Stored data entries
● ● ● ●

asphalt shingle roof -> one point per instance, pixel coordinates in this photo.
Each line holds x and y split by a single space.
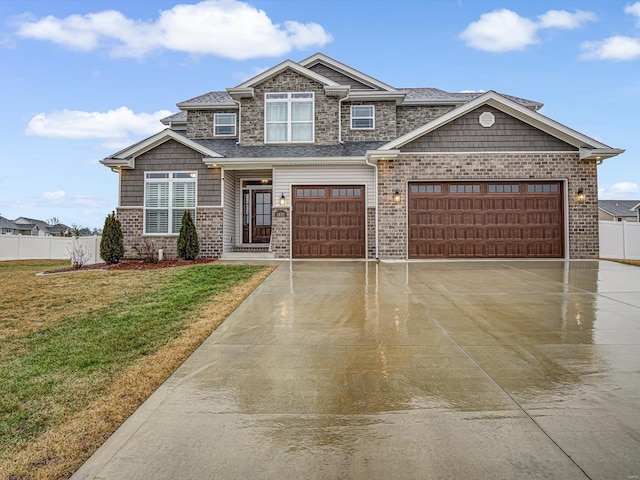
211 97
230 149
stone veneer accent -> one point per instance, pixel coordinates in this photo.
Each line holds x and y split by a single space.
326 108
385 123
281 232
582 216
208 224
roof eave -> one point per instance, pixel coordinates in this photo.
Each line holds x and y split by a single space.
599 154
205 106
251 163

● ● ● ●

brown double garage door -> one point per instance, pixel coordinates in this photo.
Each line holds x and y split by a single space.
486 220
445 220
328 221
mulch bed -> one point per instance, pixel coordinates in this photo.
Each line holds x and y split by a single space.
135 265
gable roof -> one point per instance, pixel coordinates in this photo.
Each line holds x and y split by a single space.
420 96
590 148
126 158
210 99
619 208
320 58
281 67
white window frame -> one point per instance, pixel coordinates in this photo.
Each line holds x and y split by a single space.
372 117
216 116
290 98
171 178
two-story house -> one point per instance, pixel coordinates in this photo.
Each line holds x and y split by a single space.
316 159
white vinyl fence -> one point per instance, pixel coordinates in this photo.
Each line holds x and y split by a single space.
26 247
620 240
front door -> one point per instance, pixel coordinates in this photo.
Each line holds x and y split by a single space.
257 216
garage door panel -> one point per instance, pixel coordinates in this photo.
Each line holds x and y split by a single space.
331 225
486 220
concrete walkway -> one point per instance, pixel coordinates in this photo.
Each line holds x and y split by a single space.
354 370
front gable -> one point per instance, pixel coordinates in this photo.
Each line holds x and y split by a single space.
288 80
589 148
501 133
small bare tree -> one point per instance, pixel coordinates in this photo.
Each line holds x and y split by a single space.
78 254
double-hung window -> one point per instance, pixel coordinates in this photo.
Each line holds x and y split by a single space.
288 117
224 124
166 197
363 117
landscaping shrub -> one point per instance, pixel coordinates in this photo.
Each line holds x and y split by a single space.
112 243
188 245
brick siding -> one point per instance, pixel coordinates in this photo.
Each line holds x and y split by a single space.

● ● ● ●

What you will do: Please transcribe exactly the part of the records that opens with the line containing "asphalt shingle roof" and closes with the line containing "roof eave ->", both ends included, and leave out the pictures.

Answer for the task:
asphalt shingle roof -> one point per instance, pixel coordinates in this photo.
Each line holds x and y split by a single space.
211 97
230 149
stone veneer accent -> one point per instance, pixel coordinates in this photo.
Each line holds x and y split by a single space.
326 108
385 123
281 232
582 216
208 224
roof eave -> one point per instance, pixel coordinates in this photo.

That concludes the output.